*** Opening of DOCUMENT SEGMENT ***

Monday night my son and I returned home from Maine, seven plus
hours of driving. Stopped in Albany for a brief visit with my daughter, adding another hour plus, bringing us closer to 9 hours in the car. The purpose of this trip was to visit a
college and attend an Accepted Student Event to help firm up and finalize a decision
about college, the future, the start of my youngest son’s life, independent of
me. A few
things occurred throughout the weekend that left me pondering about big,
consequential moments and minor, but meaningful happenings of my life, and the
lives of my children, the past and present, a changing society, the importance
of families and friends and support systems. You know regular old ordinary
stuff, just another day in paradise, as it were.
When we got to the University, I was thrilled to see balloons. Thrilled. I don’t even like balloons, typically. They are generally a nuisance. They pop. Loudly. Unexpectedly. Jarring my nerves in response to the explosive sound they create, usually. They move about and block my view when shoved in a car full of children that have great difficult holding tight and being still. Or they did at one time, long ago. They come free from the children before getting into the car. Who cry.
At the loss.
The great, sad, wailing, devastating loss.
Balloons may cause the first tangible experience of loss in a child. This loss is deep and profound, as though something of great importance, that brings them joy, can be lost. Forever. Quickly. Most parents have seen this first hand, it leaves an impression. A child that leaves go of the tiny fragile string connecting them to JOY is not easily consoled. I know, it might seem a wee melodramatic, but next time, watch closely, as a small child loses that balloon, at the fair, or a party, or some such festive event. They cannot believe they caused this and they cannot fix it. Nor can you, the adult, the one that creates and fixes and holds everything together…with string and glue and kisses and spur of the moment whatever it takes.
Soooo where was I? Oh balloons, at the college visit. Yes. I have been to approximately 20 college visits, give or take, across the past nine or ten years with three children. When you do something 20 or more times, you start to notice things. Like balloons. And banners. And welcome signs. The things that make you feel you are offering your child to the world, and the world is going to try to make sure there is a little joy and happiness and bright bold exploding unexpected nuisances waiting for them. Or well, maybe just the happy, bright, welcomes that you haven’t quite mustered for a few years, because well, your children don’t respond well to happy and bright consistently or typically when you are traveling three days and hours and hours of miles away from home with loads of other children and parents buzzing with the knowledge that we only have moments left to make this everything it was never meant to be. Perfect, without tension. Interjected with joy, full of symbiotic bits of support and appreciation, smiles and hugs. Balloons. Joy and tension.
The balloons at least distract and keep order, and guide you through the main campus to the admissions building and the crowds of frightened, or sullen, or eager, ready-or-not teens awaiting their great escape from you into themselves. You start to look for balloons at college visits as though the ranking by the College Board, Kiplings, and US News and World report mean nothing. The price tag? Meh. You’ll figure something out. But put up balloons! Where do I sign?

*** Close of DOCUMENT SEGMENT ***
*** Opening of INFORMATION SHOWN ***

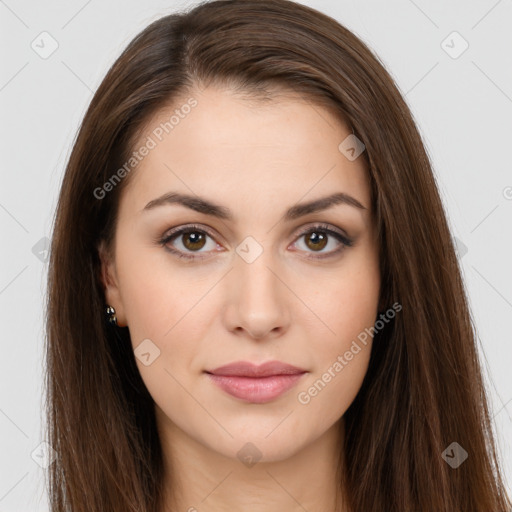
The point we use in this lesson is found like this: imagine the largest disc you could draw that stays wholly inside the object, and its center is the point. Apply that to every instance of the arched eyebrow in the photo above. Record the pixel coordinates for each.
(207, 207)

*** Close of INFORMATION SHOWN ***

DESCRIPTION OF THE TASK - According to the essay on the college visit, about how many college visits has the writer attended? The listing is separate material with no connection to the essay on the college visit.

EXERCISE RESPONSE - About 20, over the past nine or ten years with three children.